» **THE INPUT**:

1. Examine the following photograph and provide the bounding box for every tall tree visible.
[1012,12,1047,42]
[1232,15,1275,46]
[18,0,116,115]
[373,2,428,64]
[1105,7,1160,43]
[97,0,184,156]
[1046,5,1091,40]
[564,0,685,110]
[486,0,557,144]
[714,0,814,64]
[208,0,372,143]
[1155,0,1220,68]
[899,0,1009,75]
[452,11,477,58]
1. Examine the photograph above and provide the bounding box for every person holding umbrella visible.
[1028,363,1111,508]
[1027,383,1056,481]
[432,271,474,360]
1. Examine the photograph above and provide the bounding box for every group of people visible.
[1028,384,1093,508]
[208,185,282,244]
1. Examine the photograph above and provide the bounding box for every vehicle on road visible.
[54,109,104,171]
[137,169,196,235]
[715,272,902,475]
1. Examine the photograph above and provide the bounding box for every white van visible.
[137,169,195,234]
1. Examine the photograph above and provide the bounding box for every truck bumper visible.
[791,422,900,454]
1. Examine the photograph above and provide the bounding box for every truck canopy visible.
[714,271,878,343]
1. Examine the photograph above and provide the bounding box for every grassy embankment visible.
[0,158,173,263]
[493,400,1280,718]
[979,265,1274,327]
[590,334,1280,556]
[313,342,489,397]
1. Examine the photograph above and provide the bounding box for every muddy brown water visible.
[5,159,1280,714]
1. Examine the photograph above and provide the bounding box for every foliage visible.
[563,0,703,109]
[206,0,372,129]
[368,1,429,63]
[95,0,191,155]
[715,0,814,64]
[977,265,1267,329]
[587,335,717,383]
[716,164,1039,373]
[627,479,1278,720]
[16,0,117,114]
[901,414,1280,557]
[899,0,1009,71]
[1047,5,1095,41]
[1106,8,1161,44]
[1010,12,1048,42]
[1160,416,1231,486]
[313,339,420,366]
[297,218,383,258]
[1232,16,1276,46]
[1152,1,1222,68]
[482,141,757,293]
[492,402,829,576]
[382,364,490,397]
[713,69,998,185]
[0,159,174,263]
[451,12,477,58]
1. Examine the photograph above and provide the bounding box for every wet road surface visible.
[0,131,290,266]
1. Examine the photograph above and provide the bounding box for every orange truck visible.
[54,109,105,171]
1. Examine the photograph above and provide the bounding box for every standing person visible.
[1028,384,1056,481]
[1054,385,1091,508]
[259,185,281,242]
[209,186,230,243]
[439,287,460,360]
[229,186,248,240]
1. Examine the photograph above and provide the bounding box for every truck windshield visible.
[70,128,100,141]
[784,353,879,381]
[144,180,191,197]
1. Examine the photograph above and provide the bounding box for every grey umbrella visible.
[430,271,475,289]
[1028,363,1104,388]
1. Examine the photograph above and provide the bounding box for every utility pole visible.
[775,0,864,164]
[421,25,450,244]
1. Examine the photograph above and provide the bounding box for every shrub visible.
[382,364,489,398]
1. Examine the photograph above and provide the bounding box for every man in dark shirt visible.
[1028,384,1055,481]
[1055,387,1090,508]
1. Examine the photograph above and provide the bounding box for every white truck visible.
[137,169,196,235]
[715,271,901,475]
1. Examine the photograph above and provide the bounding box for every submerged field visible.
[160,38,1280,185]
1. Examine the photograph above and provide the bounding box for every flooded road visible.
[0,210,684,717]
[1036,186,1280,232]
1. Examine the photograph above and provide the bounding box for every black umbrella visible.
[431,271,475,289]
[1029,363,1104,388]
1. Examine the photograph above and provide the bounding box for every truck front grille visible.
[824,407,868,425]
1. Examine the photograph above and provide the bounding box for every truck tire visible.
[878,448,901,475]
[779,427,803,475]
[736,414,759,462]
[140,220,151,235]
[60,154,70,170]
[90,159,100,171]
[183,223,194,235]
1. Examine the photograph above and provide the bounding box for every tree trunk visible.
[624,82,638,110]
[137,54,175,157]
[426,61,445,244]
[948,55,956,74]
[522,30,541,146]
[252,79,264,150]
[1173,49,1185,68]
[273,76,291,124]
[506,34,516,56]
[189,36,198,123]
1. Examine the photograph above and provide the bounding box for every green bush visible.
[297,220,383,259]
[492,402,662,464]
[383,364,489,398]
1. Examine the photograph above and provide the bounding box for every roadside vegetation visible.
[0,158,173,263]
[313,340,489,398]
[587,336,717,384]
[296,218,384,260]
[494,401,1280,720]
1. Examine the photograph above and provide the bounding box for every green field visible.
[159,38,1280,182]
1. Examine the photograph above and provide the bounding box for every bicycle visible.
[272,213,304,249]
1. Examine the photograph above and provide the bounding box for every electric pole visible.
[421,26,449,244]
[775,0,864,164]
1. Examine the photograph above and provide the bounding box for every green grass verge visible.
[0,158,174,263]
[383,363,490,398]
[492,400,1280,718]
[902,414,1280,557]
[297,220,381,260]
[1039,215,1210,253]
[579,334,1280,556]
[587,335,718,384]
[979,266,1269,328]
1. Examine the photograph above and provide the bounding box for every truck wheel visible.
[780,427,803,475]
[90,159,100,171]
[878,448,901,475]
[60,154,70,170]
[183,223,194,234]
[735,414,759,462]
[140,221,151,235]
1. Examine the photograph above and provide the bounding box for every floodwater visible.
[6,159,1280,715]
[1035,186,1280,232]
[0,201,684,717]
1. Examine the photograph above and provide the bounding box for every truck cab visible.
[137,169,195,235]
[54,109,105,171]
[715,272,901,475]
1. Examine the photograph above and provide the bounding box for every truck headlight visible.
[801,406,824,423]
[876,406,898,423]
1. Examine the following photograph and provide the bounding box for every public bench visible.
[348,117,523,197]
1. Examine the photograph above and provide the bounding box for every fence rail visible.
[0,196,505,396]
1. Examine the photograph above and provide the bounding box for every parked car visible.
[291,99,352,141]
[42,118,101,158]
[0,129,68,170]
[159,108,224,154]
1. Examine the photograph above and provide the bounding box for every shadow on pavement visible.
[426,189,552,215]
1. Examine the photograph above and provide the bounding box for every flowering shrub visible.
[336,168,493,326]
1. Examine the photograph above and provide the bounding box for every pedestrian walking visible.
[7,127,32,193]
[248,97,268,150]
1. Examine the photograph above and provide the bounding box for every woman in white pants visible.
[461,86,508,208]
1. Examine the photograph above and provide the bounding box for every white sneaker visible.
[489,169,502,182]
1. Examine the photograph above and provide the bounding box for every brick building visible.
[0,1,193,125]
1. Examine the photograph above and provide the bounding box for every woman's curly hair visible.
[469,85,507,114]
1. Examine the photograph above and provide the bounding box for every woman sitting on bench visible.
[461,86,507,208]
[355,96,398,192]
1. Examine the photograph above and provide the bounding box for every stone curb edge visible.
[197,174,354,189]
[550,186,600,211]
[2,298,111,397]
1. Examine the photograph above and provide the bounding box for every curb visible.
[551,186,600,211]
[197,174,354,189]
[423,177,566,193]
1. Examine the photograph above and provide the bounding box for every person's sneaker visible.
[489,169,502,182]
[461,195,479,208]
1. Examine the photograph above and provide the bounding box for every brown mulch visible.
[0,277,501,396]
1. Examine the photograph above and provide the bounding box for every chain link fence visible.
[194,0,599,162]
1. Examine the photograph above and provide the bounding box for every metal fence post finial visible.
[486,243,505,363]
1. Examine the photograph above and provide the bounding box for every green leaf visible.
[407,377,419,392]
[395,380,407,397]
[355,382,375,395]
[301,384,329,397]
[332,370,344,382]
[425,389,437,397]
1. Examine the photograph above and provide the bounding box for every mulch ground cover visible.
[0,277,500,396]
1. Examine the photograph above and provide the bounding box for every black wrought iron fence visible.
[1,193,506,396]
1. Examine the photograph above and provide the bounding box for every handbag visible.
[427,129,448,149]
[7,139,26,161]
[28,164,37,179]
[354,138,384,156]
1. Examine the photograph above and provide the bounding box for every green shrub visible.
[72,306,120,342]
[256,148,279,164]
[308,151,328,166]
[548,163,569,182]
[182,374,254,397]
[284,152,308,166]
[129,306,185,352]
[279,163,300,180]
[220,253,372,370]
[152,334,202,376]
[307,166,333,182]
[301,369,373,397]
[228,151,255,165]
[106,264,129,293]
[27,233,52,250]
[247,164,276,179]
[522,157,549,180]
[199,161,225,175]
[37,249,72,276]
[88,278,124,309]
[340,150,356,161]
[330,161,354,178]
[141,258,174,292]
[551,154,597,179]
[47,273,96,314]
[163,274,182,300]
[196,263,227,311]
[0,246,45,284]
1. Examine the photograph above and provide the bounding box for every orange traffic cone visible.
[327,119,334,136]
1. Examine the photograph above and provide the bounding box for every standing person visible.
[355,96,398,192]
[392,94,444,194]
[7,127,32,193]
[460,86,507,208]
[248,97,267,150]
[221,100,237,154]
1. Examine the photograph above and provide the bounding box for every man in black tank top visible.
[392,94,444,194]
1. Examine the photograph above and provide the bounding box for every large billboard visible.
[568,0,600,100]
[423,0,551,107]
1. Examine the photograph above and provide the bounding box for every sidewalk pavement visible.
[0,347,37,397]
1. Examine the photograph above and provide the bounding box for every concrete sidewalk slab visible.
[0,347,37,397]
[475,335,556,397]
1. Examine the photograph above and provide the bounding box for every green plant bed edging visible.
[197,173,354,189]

» **EXERCISE**:
Please write out, exactly as they appear, the lines from the one containing "bed edging visible." through the last line of the records above, and nothing more.

» **OUTPUT**:
1. Examine the photograph above and provide the bounding box for every green plant bed edging visible.
[197,173,354,189]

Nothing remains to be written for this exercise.